STATED PROBLEM
Update the data from the line with "of the mulched" to the line with "Target: green shrub" by replacing "site survey" with "site inspection" and leaving everything else unchanged.

DATA TO USE
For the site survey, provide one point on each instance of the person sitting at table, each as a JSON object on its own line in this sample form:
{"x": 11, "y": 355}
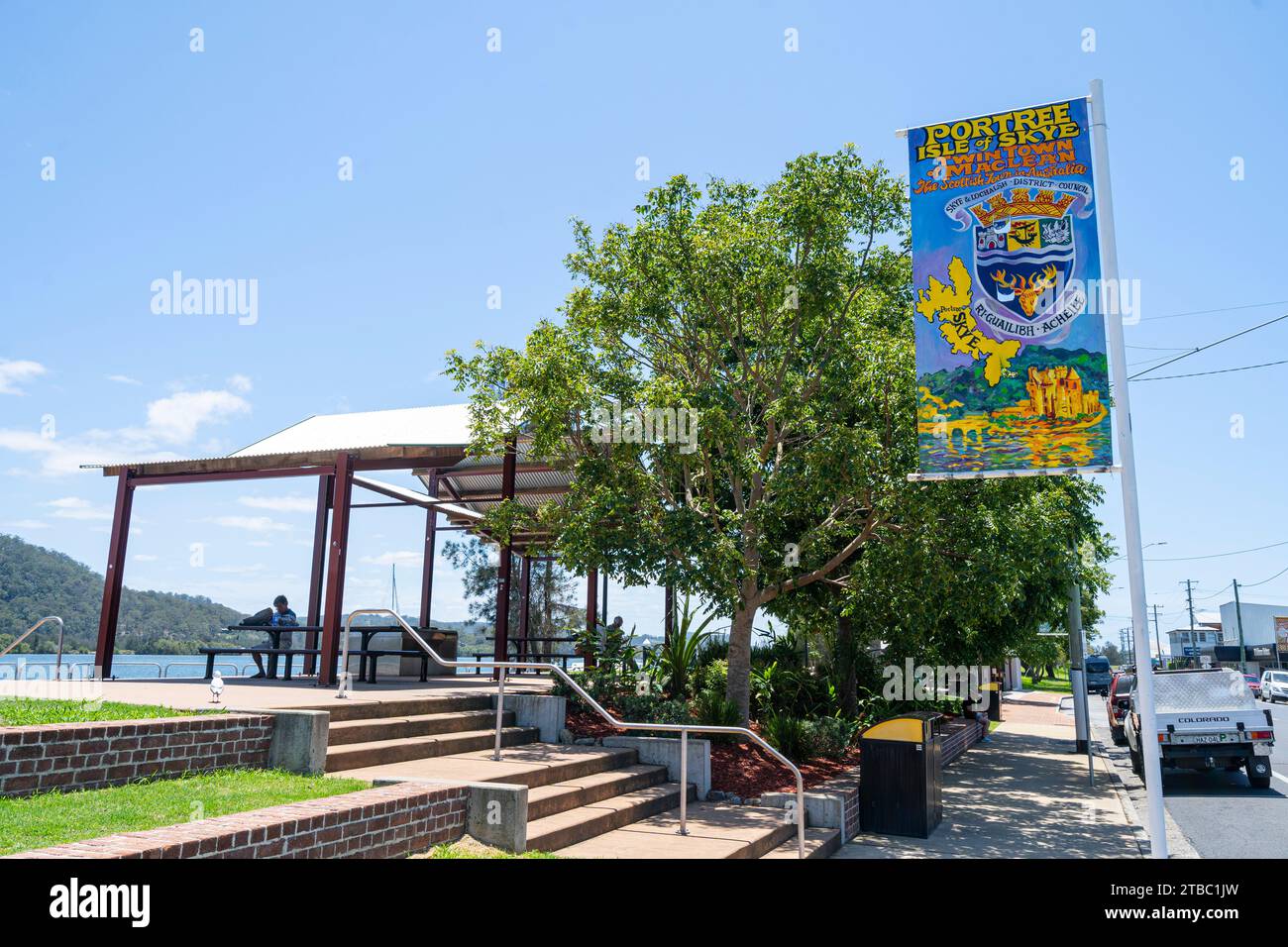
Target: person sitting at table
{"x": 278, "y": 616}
--
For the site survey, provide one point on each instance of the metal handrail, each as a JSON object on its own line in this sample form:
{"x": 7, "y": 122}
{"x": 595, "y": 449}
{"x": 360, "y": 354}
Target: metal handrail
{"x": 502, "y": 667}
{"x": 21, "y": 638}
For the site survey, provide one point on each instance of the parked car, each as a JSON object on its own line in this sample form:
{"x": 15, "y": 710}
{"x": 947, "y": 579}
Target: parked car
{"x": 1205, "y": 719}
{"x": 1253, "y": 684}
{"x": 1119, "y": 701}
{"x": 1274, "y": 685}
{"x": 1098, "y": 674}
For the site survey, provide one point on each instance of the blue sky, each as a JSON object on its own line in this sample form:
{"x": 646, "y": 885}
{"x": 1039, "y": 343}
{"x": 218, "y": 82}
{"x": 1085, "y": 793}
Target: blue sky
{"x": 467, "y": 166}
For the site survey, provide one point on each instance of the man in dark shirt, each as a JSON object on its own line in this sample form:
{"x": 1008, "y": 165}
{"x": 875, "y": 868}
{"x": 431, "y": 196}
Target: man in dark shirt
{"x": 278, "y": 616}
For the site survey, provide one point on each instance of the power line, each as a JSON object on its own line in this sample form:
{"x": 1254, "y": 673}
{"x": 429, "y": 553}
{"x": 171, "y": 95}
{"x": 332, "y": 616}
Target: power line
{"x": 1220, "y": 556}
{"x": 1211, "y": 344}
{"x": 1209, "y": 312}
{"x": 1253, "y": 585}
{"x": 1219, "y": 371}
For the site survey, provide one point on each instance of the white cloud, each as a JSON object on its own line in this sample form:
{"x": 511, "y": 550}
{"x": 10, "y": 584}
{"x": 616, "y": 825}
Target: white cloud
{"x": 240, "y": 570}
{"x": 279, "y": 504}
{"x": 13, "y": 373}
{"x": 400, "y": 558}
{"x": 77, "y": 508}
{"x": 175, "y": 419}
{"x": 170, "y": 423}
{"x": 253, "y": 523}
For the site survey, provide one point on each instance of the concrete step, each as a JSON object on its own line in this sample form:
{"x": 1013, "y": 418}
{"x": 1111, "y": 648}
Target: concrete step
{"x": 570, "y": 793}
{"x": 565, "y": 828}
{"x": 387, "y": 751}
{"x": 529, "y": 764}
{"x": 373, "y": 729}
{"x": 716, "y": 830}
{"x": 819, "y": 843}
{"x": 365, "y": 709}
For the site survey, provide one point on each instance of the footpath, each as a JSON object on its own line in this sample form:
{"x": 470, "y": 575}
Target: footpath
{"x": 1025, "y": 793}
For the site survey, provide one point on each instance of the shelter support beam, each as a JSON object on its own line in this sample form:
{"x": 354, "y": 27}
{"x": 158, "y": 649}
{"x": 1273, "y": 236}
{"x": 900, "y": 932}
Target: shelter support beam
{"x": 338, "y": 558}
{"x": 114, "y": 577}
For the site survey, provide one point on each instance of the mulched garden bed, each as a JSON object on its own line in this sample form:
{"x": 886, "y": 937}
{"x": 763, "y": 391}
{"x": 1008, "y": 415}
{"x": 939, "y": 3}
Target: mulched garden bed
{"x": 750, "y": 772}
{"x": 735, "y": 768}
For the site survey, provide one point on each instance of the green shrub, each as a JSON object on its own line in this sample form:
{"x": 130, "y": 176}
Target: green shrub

THE OUTPUT
For the site inspection, provide one point on each instance of the mulched garden bed, each as a JSON object on its own line in this sample form:
{"x": 886, "y": 937}
{"x": 763, "y": 391}
{"x": 1008, "y": 415}
{"x": 939, "y": 3}
Target: mulched garden bed
{"x": 750, "y": 772}
{"x": 735, "y": 768}
For the site inspection, provide one point on each instance of the green shrub, each as a JSON object on its own line in this sample form:
{"x": 130, "y": 176}
Target: green shrub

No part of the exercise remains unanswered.